Durchwachsene Episodenqualität
Das wird dann auch daran ersichtlich, dass die Qualität der einzelnen Episoden insgesamt sehr stark schwankt. Selbst diverse „Star Wars“-ähnliche Elemente kommen auch in „Star Trek Picard“ gelegentlich zum Vorschein. Hier sticht vor allem Episode 5 recht negativ hervor, wenn sich die Crew auf eine Außenmission auf einem Casino-Planeten macht und ihre eigene Brücke dabei für eine Demo-Show mit holografischer Werbung missbrauchen lässt – und das ist erschreckend, bedenkt man, dass Jonathan Frakes hier persönlich auf dem Regiestuhl sitzt und man gerade von den „alten Hasen“ des Franchises wesentlich mehr erwarten würde. Besuche auf dem bereits bekannten Planeten Nepenthe und so manches Wiedersehen mit Jonathan Frakes als Darsteller hingegen lassen das Star Trek-Herz höher schlagen und gehören wiederum zu den stärksten Episoden der neuesten Star Trek-Serie.

ZU BEARBEITENDE AUFGABEN:
a: Prüfen Sie, ob die folgenden Aussagen mit dem Textauszug zu „Star Trek Picard“ übereinstimmen, und belegen Sie jedes Ja oder Nein mit den entscheidenden Worten des Textauszugs als wörtlichem Zitat. (i) Die Qualität der Episoden bleibt durchgehend gleich. (ii) Bei Episode 5 führte Jonathan Frakes Regie. (iii) Die Besuche auf dem Planeten Nepenthe zählen zu den schwächsten Episoden.
b: Setzen Sie den Textauszug zu „Star Trek Picard“ nach seinem letzten Satz mit einigen Sätzen fort.

DATENTEIL:

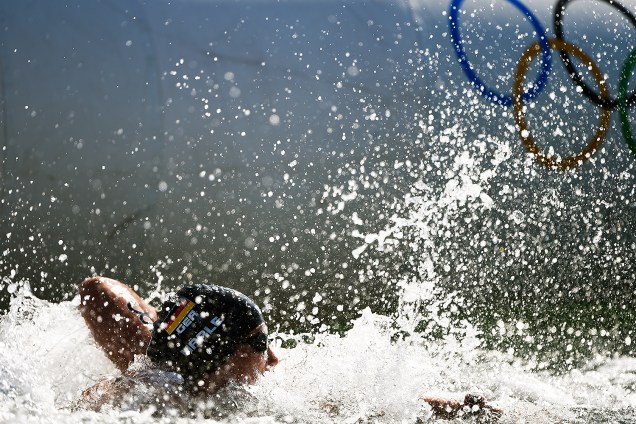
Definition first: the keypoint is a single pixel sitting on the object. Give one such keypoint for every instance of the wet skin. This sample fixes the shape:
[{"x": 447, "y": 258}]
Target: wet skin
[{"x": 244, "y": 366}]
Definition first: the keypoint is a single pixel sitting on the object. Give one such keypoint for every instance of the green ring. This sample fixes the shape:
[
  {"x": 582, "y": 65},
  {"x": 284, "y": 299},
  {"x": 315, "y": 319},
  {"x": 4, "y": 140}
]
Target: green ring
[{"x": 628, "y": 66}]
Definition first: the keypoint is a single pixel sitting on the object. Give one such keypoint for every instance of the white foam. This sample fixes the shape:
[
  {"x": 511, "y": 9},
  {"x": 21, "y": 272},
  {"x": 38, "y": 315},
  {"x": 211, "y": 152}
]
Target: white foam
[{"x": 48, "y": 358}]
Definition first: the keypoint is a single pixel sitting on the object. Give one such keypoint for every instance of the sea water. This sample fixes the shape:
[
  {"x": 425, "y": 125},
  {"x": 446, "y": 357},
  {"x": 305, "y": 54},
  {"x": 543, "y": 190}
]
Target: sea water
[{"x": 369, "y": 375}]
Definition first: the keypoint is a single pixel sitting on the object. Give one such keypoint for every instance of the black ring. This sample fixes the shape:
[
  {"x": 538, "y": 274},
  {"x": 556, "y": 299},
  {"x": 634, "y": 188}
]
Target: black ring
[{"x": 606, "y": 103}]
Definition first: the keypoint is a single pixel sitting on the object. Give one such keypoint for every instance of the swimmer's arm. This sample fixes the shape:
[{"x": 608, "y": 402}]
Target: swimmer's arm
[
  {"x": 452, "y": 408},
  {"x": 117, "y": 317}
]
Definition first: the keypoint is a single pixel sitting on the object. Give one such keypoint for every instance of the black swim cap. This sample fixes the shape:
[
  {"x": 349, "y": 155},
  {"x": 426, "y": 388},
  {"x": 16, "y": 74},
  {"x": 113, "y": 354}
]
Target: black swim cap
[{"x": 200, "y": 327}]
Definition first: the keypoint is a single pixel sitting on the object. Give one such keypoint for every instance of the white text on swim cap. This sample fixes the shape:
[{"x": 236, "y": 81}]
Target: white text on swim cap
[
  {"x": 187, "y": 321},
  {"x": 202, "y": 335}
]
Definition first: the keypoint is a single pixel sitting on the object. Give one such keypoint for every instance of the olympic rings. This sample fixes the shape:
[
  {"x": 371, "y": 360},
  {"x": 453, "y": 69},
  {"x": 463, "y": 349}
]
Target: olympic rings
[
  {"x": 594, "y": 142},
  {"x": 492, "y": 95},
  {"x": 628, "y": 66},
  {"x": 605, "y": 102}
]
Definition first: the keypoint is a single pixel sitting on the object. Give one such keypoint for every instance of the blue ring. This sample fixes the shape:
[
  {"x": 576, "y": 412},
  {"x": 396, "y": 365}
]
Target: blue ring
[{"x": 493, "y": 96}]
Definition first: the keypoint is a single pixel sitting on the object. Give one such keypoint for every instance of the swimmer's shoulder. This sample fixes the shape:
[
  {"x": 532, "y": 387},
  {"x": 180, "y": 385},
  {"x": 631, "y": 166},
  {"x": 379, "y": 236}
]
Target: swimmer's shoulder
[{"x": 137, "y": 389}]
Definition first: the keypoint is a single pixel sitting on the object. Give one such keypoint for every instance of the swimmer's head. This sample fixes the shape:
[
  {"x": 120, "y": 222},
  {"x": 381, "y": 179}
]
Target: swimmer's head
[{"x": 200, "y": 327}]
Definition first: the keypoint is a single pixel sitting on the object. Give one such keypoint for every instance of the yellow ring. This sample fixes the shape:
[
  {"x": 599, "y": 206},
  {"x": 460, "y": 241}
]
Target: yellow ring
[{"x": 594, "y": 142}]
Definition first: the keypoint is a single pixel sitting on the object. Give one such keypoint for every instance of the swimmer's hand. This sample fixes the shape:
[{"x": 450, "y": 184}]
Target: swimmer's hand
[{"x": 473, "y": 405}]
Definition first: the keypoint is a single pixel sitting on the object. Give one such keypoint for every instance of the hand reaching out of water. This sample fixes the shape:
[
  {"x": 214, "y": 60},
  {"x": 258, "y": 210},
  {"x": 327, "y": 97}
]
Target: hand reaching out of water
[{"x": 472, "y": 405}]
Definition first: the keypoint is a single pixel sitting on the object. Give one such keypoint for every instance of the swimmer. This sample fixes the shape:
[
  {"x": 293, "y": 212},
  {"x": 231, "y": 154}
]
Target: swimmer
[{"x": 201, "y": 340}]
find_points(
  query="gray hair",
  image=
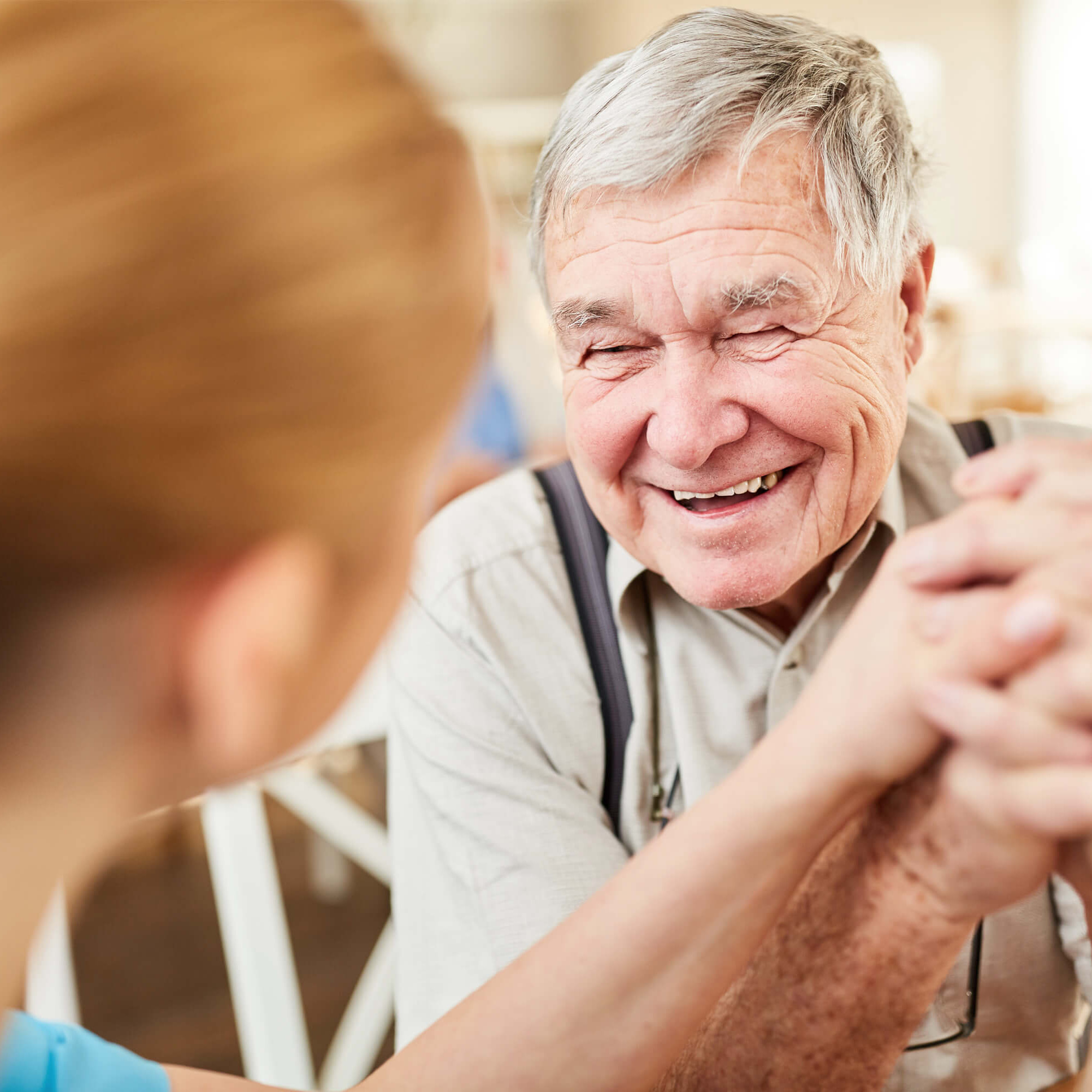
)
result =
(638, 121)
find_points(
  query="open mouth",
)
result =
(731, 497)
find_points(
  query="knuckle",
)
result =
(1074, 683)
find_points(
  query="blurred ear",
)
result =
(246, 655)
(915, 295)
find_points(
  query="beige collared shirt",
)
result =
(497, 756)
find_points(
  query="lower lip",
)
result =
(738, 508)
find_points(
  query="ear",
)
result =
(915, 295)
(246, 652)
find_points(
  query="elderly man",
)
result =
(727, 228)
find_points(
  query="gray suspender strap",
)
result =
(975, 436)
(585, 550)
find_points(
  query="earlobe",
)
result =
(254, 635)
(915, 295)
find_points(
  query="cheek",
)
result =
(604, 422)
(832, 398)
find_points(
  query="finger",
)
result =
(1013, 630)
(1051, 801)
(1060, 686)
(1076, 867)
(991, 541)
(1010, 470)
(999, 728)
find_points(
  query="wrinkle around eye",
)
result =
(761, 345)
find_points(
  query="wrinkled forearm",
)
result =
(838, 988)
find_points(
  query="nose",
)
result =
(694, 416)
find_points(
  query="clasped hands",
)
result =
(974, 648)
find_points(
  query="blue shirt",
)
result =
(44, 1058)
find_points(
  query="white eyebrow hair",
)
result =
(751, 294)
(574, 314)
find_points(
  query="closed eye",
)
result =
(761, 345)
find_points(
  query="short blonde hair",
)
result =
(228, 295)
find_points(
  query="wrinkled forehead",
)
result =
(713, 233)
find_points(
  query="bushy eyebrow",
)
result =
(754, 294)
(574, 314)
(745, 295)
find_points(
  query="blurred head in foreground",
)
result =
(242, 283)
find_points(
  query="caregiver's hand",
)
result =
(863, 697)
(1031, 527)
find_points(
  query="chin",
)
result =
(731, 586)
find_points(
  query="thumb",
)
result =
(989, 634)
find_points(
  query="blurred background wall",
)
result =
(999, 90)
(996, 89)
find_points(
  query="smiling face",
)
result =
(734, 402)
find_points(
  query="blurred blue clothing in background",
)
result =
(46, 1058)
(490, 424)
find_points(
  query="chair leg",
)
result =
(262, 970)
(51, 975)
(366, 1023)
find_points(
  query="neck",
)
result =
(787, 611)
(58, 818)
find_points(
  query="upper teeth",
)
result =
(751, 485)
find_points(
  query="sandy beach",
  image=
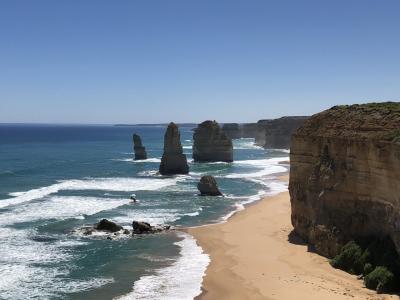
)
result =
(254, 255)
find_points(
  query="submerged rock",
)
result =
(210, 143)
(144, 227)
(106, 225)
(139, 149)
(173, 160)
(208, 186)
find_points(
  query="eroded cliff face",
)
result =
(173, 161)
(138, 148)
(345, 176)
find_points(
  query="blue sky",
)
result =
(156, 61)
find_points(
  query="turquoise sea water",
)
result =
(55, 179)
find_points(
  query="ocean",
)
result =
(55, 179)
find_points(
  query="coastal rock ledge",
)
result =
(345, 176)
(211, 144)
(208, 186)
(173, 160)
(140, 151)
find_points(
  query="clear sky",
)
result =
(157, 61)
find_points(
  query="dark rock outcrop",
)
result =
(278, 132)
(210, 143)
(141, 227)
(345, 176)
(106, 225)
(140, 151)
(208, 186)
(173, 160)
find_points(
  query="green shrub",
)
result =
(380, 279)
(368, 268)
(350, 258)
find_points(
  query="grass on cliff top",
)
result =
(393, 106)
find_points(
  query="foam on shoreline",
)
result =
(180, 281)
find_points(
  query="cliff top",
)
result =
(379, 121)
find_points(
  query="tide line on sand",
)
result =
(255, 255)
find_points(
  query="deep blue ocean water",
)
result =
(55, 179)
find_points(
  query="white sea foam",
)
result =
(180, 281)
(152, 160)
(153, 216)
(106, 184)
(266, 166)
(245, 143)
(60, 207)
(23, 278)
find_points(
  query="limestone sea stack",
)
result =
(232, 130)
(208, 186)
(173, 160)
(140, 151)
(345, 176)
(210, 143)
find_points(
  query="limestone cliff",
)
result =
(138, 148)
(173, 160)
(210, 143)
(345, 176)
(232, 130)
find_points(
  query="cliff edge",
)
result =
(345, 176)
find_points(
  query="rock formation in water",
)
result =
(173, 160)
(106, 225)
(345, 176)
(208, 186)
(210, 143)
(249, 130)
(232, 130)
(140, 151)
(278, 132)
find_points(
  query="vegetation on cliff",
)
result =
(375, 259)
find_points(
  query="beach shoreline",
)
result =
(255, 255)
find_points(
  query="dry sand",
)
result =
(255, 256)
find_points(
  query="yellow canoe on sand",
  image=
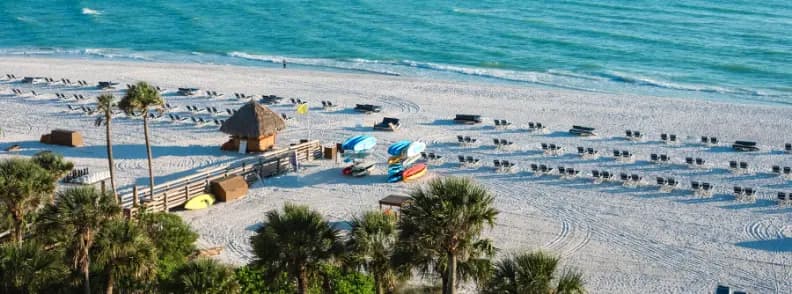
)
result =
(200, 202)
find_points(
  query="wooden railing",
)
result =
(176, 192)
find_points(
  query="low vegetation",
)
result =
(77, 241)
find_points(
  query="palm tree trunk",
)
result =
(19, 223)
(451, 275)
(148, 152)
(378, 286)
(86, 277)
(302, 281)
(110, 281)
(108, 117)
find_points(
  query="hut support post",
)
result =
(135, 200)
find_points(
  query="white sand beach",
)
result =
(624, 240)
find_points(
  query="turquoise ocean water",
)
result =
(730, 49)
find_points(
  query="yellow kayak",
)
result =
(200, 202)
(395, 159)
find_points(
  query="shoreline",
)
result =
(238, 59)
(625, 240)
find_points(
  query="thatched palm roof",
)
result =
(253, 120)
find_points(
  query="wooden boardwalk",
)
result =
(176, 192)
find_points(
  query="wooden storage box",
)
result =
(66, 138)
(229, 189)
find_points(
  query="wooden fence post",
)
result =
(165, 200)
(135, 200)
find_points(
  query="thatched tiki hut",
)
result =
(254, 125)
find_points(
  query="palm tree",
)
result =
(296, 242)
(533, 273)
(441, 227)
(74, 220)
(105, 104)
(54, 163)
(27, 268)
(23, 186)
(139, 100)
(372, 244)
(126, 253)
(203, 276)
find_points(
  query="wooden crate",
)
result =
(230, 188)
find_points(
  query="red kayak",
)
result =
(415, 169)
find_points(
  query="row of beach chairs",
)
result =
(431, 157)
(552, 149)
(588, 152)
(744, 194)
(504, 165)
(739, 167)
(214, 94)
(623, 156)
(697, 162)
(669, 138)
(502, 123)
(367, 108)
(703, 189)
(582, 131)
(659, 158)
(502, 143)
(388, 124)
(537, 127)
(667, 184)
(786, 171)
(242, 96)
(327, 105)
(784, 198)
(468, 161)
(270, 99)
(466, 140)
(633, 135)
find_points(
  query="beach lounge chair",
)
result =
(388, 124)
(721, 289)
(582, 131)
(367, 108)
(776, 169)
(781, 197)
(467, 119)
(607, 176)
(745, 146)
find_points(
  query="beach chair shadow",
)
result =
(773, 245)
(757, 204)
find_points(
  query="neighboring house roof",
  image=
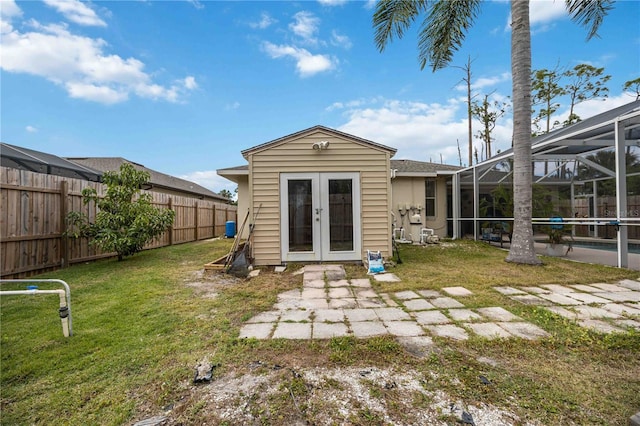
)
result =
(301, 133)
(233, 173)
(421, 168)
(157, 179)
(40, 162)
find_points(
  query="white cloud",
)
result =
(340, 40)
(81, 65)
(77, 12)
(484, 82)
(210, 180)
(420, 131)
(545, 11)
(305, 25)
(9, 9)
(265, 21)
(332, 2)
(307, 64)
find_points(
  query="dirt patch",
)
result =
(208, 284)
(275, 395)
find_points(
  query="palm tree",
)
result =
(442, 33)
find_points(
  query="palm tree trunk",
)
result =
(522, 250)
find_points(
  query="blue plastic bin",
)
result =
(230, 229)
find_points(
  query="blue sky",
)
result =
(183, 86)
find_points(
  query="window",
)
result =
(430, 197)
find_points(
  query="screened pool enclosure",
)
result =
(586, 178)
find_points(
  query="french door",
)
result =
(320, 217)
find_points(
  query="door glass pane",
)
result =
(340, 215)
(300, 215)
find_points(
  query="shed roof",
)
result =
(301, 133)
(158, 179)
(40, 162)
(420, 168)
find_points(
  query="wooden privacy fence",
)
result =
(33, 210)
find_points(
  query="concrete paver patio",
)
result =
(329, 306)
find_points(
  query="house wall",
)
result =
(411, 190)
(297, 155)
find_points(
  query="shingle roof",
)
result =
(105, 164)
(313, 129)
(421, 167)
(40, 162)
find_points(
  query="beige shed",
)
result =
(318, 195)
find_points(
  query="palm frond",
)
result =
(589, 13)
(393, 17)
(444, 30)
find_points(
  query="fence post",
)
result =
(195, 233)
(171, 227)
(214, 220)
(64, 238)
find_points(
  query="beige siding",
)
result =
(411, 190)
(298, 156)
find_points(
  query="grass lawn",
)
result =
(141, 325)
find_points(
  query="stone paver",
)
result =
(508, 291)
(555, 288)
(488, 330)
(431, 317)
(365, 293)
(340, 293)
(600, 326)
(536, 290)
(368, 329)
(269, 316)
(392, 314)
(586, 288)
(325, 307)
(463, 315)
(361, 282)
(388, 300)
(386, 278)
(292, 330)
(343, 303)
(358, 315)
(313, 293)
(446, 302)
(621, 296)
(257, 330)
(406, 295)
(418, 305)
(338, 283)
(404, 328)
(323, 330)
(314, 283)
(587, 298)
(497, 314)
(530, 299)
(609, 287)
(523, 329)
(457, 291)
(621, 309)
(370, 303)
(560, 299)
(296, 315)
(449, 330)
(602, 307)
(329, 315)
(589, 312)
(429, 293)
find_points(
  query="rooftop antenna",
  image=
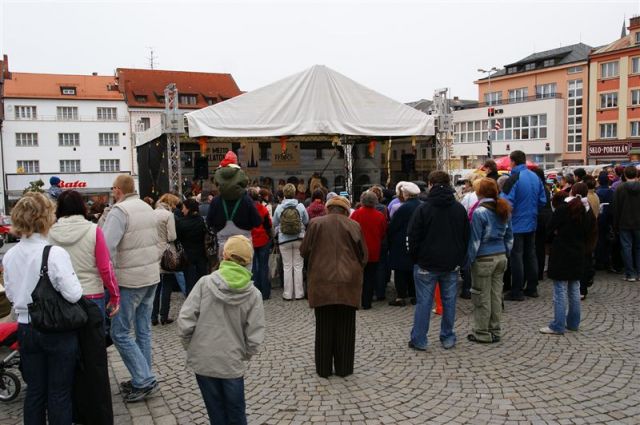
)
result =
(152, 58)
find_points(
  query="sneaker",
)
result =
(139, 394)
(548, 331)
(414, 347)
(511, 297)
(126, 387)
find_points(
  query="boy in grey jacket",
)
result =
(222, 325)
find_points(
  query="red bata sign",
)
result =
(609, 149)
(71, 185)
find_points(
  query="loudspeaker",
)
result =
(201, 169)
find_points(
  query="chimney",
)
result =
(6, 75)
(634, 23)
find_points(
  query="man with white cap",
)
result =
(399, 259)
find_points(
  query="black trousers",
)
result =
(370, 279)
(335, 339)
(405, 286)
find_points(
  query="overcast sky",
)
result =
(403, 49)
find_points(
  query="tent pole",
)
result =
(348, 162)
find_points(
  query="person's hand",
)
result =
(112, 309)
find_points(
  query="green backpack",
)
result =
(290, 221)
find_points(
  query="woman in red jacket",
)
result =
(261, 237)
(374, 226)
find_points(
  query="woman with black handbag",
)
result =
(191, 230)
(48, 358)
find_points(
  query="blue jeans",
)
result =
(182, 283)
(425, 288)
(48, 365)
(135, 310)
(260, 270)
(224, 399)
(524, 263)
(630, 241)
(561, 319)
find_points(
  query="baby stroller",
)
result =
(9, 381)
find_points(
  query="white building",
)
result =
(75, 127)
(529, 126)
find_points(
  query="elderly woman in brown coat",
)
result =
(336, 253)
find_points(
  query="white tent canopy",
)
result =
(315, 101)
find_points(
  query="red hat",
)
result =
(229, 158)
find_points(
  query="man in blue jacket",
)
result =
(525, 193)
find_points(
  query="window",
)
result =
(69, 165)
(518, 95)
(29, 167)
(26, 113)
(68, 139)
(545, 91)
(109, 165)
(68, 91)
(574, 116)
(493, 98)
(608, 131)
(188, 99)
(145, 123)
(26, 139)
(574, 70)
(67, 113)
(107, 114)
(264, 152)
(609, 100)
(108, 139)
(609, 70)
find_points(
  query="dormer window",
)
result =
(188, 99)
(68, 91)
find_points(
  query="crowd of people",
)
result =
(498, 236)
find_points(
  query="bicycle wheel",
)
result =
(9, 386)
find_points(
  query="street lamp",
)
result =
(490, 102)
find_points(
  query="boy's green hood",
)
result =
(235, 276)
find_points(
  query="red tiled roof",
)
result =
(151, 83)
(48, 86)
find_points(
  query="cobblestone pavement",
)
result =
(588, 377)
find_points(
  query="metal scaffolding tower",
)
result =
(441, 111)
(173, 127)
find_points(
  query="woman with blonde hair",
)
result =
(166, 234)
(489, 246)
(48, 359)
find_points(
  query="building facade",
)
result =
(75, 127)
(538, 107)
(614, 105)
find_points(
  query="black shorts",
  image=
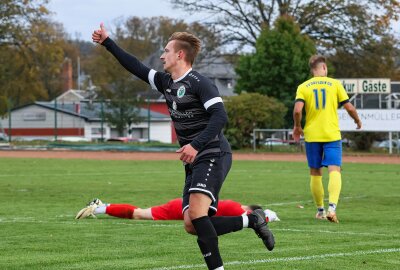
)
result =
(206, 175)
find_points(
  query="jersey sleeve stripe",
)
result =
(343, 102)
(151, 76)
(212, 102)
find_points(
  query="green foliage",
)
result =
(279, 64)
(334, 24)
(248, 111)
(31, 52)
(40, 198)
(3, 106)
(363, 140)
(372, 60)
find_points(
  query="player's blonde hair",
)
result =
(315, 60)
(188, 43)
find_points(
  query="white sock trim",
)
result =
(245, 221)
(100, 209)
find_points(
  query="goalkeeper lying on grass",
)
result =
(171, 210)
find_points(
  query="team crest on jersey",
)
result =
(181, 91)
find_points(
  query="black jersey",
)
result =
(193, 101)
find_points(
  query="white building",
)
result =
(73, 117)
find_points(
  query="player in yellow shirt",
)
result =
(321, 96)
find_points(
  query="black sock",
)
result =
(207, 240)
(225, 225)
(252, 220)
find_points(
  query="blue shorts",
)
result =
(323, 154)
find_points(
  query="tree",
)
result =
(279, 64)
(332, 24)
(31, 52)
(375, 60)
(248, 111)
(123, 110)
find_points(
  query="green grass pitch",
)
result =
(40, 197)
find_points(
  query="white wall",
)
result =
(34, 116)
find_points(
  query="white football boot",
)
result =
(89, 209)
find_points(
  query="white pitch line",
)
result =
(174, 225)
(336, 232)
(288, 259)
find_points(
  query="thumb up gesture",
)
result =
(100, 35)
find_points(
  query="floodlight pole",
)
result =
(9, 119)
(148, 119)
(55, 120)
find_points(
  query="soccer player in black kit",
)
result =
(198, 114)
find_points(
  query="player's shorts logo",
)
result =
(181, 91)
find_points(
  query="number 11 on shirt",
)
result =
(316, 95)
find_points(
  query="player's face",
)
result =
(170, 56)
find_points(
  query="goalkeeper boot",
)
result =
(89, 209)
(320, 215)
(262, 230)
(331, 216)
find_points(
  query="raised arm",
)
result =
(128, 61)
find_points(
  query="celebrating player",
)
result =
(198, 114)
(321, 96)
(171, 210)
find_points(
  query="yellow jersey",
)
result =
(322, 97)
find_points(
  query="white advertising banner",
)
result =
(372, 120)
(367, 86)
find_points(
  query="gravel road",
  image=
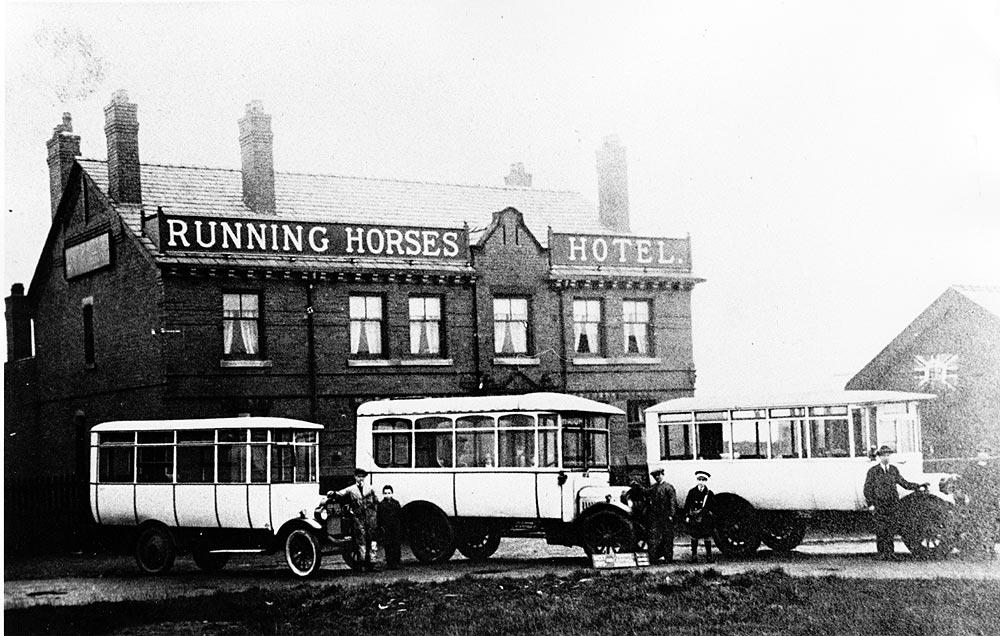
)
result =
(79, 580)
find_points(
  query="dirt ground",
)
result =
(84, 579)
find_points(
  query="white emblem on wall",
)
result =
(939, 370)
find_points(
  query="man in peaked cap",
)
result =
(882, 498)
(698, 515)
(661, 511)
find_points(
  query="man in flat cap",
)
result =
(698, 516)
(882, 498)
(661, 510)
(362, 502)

ANTWORTEN JE AUFGABE:
a:
(i) Nein: „dass die Qualität der einzelnen Episoden insgesamt sehr stark schwankt“
(ii) Ja: „bedenkt man, dass Jonathan Frakes hier persönlich auf dem Regiestuhl sitzt“
(iii) Nein: „gehören wiederum zu den stärksten Episoden der neuesten Star Trek-Serie“

b:
Star Trek Light
Bis es soweit ist, wundert sich so mancher Zuschauer allerdings doch sehr über die scheinbaren Sparmaßnahmen, die die Macher dieser Serie durchgezogen haben. Immer wieder erkennt man anhand der Masken und Kulissen, dass es entweder an Budget mangelt oder die Fähigkeiten der Beteiligten sich inzwischen stark in Grenzen halten. Sehen etwa Seven of Nines Borgimplantate plötzlich minderwertiger aus, als einst im Jahre 1995 in „Star Trek Voyager“ mag das doch angesichts der heutigen Möglichkeiten ziemlich verwundern. Tatsächlich aber könnte man den Eindruck gewinnen, man hätte Jeri Ryan schlicht Gummiteile an die Stirn geklebt. Ähnliches setzt sich fort, wenn Picard mit einem Holodeck vorlieb nehmen muss, das das Haus seines Weingutes wiederverwendet, statt dass man ihm ein eigenes Quartier auf dem Schiff spendiert. Da ist man dann wenig verwundert, wenn jegliche auftauchenden Föderationsschiffe ebenso aus nur einem einzigen Schiffsmodell bestehen. Und selbst so manche Ikea-Lampe an der Decke sorgt beim aufmerksamen Zuschauer für Irritationen. Natürlich sieht „Star Trek Picard“ damit noch nicht hässlich aus, über Rückschritte im Vergleich zu den 90igern gerade hinsichtlich der Set-Qualität darf man sich aber durchaus wundern.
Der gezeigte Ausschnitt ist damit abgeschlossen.